*Dataset extract*
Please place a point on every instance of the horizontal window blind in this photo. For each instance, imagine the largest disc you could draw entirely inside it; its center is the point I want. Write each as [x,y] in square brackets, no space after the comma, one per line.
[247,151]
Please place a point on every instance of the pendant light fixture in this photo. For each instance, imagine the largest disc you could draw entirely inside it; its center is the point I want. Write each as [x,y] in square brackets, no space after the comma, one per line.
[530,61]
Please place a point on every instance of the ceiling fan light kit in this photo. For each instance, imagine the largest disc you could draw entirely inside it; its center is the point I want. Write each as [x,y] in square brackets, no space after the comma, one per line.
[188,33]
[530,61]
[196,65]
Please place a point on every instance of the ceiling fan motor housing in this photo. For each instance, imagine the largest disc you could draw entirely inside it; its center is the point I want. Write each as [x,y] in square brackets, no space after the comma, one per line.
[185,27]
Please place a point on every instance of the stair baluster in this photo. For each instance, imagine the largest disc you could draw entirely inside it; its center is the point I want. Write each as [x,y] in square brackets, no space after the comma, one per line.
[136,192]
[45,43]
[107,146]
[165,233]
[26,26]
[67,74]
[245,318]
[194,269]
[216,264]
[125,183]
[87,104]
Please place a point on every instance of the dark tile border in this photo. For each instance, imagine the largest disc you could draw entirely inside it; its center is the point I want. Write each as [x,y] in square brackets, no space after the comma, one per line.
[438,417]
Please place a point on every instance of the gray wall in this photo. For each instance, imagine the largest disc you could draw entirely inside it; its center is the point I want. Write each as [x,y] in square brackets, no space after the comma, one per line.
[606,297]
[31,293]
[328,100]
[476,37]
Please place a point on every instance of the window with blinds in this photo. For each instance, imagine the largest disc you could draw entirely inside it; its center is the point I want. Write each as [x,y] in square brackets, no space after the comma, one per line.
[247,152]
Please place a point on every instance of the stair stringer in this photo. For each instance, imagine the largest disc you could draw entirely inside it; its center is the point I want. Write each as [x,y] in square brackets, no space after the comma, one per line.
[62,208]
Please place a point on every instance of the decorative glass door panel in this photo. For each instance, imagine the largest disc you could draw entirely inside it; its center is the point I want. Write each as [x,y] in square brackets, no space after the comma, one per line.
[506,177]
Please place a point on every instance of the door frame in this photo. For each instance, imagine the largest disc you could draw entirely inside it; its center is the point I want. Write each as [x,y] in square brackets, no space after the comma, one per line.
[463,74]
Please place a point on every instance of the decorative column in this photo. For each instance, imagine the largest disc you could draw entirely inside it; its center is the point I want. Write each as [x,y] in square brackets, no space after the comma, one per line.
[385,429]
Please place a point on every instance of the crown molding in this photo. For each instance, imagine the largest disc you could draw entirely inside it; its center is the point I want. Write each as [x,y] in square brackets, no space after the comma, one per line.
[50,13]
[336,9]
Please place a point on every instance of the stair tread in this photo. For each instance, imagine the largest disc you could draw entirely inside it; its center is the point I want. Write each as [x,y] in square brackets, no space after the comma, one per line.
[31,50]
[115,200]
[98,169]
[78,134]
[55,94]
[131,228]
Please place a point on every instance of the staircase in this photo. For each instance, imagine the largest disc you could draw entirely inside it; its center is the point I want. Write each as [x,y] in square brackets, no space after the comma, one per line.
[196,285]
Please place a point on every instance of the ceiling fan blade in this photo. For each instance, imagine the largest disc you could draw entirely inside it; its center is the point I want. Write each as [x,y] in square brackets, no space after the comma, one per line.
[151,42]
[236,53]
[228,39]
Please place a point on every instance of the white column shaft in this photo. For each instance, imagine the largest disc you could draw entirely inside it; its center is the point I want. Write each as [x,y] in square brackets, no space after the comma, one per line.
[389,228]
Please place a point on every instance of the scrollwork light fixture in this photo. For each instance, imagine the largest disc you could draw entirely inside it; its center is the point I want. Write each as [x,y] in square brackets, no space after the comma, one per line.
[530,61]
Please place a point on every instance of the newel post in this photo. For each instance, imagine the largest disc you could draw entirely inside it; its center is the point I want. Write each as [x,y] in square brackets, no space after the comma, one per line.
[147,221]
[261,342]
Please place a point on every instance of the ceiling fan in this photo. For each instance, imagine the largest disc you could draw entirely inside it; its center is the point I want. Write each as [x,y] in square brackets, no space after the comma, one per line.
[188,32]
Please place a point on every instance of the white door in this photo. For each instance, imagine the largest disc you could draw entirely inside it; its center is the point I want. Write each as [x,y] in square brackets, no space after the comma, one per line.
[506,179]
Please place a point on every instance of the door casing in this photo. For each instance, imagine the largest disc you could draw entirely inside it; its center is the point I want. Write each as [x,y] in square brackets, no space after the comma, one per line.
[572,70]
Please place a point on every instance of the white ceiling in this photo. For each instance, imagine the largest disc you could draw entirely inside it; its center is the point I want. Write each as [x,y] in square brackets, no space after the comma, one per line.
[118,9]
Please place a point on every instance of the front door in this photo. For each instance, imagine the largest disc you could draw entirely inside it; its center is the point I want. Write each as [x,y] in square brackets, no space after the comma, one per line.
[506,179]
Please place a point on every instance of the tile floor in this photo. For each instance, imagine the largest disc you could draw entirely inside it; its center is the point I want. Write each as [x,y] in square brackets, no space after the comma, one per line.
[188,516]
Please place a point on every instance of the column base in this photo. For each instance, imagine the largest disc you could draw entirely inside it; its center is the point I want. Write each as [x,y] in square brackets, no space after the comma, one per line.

*What the task asks*
Format all of the data above as a Markdown table with two columns, Number and Line. Put each line in its own row with its position in the Number column, and leave out blank lines.

*Final answer*
| Number | Line |
|---|---|
| 1 | Please place a point on every instance of the horizontal window blind in this photo. For each instance, imagine the largest disc you could draw entirely inside it; its center is the point I want. Write each as [x,y] in square brackets, no space after the comma, one per line. |
| 2 | [247,151] |
| 3 | Please place a point on every instance of the pendant light fixture in this photo. For each instance, imagine the largest disc you could draw entirely inside it; its center is the point I want. Write each as [x,y] in square brackets, no space after the comma, one per line. |
| 4 | [530,61] |
| 5 | Please place a point on every instance of the ceiling fan light kit in this photo. For each instance, imagine the largest disc you could draw entirely inside it; its center is the point I want. Write each as [x,y] in square brackets, no space after the comma, one per line. |
| 6 | [188,33] |
| 7 | [530,61] |
| 8 | [196,65] |
| 9 | Please place a point on every instance of the ceiling fan motor housing in this photo. For each instance, imagine the largest disc you could draw entirely inside it; its center is the point I want. Write each as [x,y] in square brackets, no space after the comma, one per line. |
| 10 | [185,27] |
| 11 | Please place a point on every instance of the stair baluster in this photo. For each instance, imagine the largest disc you could draw entirely inside it; its center is the point I want. Write each as [x,y] in square brackets, no space after the comma, one per line. |
| 12 | [136,192] |
| 13 | [45,43] |
| 14 | [107,146] |
| 15 | [165,233] |
| 16 | [26,26] |
| 17 | [67,74] |
| 18 | [245,318] |
| 19 | [194,269] |
| 20 | [216,264] |
| 21 | [125,183] |
| 22 | [87,104] |
| 23 | Please place a point on every instance of the dark tile border in this photo. For each instance, imagine the largest disc you could draw entirely inside it; its center is the point I want. Write each as [x,y] in square brackets, no space after the comma, one per line. |
| 24 | [438,417] |
| 25 | Please place a point on every instance of the gray wall in this photo. For each instance, imagine the largest disc you could draw entirely inside it; its center is the point I want. Write each as [x,y] in square brackets, no space after the comma, one per line. |
| 26 | [606,297] |
| 27 | [31,293] |
| 28 | [328,100] |
| 29 | [476,37] |
| 30 | Please place a point on every instance of the window with blinds in this photo. For each instance, imagine the largest disc you could draw entirely inside it; its center is the point I want. Write each as [x,y] in square brackets, no space after the comma, one per line. |
| 31 | [247,152] |
| 32 | Please place a point on every instance of the stair stringer in this photo. For each instance, imagine the largest disc you could draw entirely inside it; its center is the point I want. Write each as [x,y] in square brackets, no space after the comma, one per line. |
| 33 | [62,208] |
| 34 | Please place a point on every instance of the decorative glass door panel in this photo. For each instance, imagine the largest disc you could draw entirely inside it; its center is the point I want. Write each as [x,y] in square brackets, no space after the comma, one per line. |
| 35 | [506,177] |
| 36 | Please place a point on every instance of the door frame in this photo. For each instance, imagine the largest disc you could draw entirely inside it; its center is the point I want. Write each as [x,y] in square brackets, no space after the comma, one per line. |
| 37 | [463,74] |
| 38 | Please place a point on every instance of the decorative column in this photo. For each instance, imagine the largest disc you could draw entirely inside it; its center is the point I want. Write each as [x,y] in square brackets, no space after the comma, one per line. |
| 39 | [385,429] |
| 40 | Please place a point on every instance of the crown molding in this photo. For each instance, imagine the largest disc you could draw entirely inside it; its center is the point I want. Write each as [x,y] in square brackets, no space after the comma, one per line. |
| 41 | [50,13] |
| 42 | [336,9] |
| 43 | Please place a point on every instance of the stair tread in this photo. For each instance, imagine the largest disc you could draw entirely inside it; its center is the point I want. Write each as [x,y] in square brackets, no space after the comma, one per line. |
| 44 | [31,50] |
| 45 | [115,200] |
| 46 | [98,169] |
| 47 | [78,134] |
| 48 | [55,94] |
| 49 | [131,228] |
| 50 | Please place a point on every instance of the staircase in this photo. For each instance, imagine the largest disc you could draw entirely inside it; its center is the point I want. Write each as [x,y] in square brackets, no space after the comma, one per line. |
| 51 | [196,285] |
| 52 | Please place a point on every instance of the ceiling fan blade in this photo. For each instance, imagine the largest disc you could draw entirely inside it; its center is the point I want. Write each as [x,y] in square brackets, no space after the comma, one per line. |
| 53 | [151,42] |
| 54 | [236,53] |
| 55 | [228,39] |
| 56 | Please place a point on every instance of the white column shaft in this photo. For each instance, imagine the largest disc you could draw entirely inside it; its center is the point I want. Write each as [x,y] in square brackets, no space after the comma, one per line. |
| 57 | [389,228] |
| 58 | Please place a point on every instance of the scrollwork light fixture in this photo. For each instance, imagine the largest disc you could draw entirely inside it; its center is the point I want. Write each as [x,y] in square brackets, no space after the comma, one per line. |
| 59 | [530,61] |
| 60 | Please place a point on every instance of the newel post in this photo. For each instance, imagine the largest disc you could draw entirely inside it; its center is the point I want. Write each as [x,y] in square brackets, no space after the comma, one per line. |
| 61 | [147,221] |
| 62 | [261,342] |
| 63 | Please place a point on every instance of the ceiling fan in this photo. For each instance, imagine the largest disc you could draw entirely inside it; its center is the point I want. Write each as [x,y] in square brackets, no space after the comma, one per line. |
| 64 | [188,32] |
| 65 | Please place a point on every instance of the white door in this photo. For each instance, imagine the largest disc you could draw entirely inside it; its center is the point I want. Write each as [x,y] in square brackets, no space after the comma, one per line. |
| 66 | [506,179] |
| 67 | Please place a point on every instance of the door casing in this photo. For each instance, imagine the largest disc you could draw entirely inside it; its center is the point I want. Write each as [x,y] in square brackets, no space after the comma, one per line. |
| 68 | [572,70] |
| 69 | Please place a point on every instance of the white ceiling in this photo. For each instance, imagine the largest disc you could draw entirely inside it; its center is the point I want. Write each as [x,y] in square brackets, no space after the comma, one per line. |
| 70 | [118,9] |
| 71 | Please place a point on every instance of the front door in this photo. For each instance, imagine the largest disc you could draw entirely inside it; its center is the point I want. Write each as [x,y] in square brackets, no space after the comma, one per line. |
| 72 | [506,179] |
| 73 | Please place a point on every instance of the tile floor in this photo. For each instance, imagine the largest disc you could draw entirely inside it; its center is the point I want. Write each as [x,y] in square brackets, no space after the comma, one per line. |
| 74 | [188,516] |
| 75 | Please place a point on every instance of the column base in this photo. For each instance, imagine the largest disc you could draw entirely inside it; its center is the point I want. Write each as [x,y] in square brackets, no space after the comma, one per line. |